*Passage*.
Listening to my horse these days frequently results in hearing, “I’m not in the mood.” Two of my three horses are actually quite consistent with their curious moods, and yet I find myself hell-bent on “figuring out” the one horse with the intense mood swings, much of the time swinging on the unhappy, shut down end of the spectrum. A sizable percentage of my closest relationships have been with people who are prone to mood swings. I have spent a significant portion of my life adapting to the predictably unpredictable moods that accompany addiction, borderline personality and bipolar disorder. So it was no enormous surprise when I found myself frustrated at the prospect of feeling beholden to the moods of a horse.
I went into this winter project with Taj a month ago, thinking that in two or three months, surely I would have some significant insights about what truly makes her happy and whether or not she could break free of her negative associations with saddling and mounting to actually enjoy riding. Even when I find some successes, some moments of enjoyment from Taj, there is no consistency, no telling whether she will dread something today that she seemed to enjoy yesterday. In the Freedom Based Training process, we must learn to work with the mood of the horse, whatever that may be, because learning and healing can’t happen when stress and tension are too high. Turns out that the first month was just enough time to show me that I needed to slow down, back up and rethink my process.
When I look out at this beautiful paint mare, still stunning in her older age at twenty-three, I see a proud and determined being. She is not one to hold back her feelings, and if someone doesn’t “hear” her first warning that she doesn’t like something, she will most definitely reiterate her feelings and opinions with a sense of urgency. On the one hand, she makes it easy to understand her signals. On the other hand, because she responds with disapproval and discomfort to so many things, she makes it hard to believe that she’s not over-reacting.
Is over-reacting a trait that even exists in the horse world? The “over” part of the equation seems to be in the eye of the human beholder. I have been accused of over-reacting in my life, and, I must admit, it makes me feel even more reactive. To be called a “Drama Queen” feels like one of the worst insults someone could hurl at me. Especially now, in my forties, after years of studying emotion, energy and reaction versus response… it feels like an undermining of all the “work on myself” I’ve done. I have a friend who tells me, when I get triggered by something, “You still have energy on it, Honey.” Even that throws me into a tailspin – I don’t want to have that energy or those feelings.
It does not work to simply reject feelings. Not one’s own nor anyone else’s.

*Instructions to follow*.
Continue the essay about the mood swings of the mare Taj, picking up right after its final sentence.

*Source material*.
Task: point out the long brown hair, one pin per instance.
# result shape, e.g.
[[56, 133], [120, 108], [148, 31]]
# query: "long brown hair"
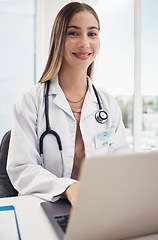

*Final result*.
One day this week, I found that Taj would not even let me stand on her left side. She was triggered by my approach on the left any time I moved forward of her hindquarters. She had been standing and cribbing on the water trough for most of the morning – a common occurrence now that the shreds of dead grass left in the pasture are frosted over for most hours of the day and night. If she can’t be eating, Taj is usually cribbing.
It rips at my heart the same way it did to see someone addicted to cocaine go back and get high and lose yet another job, or to see someone repeatedly drinking so much that he can no longer carry on a new or coherent conversation after 5:00pm. Cribbing is a somewhat elusive habit, in that humans can’t quite figure out if it is internal pain causing the activity, or if it is a “vice” the horse picked up in response to old stress and it now causes internal pain. A horse who cribs will place her front teeth over a hard surface, such as a fence board, stall door, or the edge of a water trough, and pull back, arching her neck and gulping air. Somewhere along the line, the horse figured out that in doing this, she releases a flood of endorphins which makes everything feel better for the moment. But then the horse wants to feel better every moment. In Taj’s case, she will now elect to crib almost any time she is not eating, sleeping or being engaged in an activity. I’ve seen her habit lessen when she is feeling good and when there is plentiful grazing available, but I have not seen it disappear completely.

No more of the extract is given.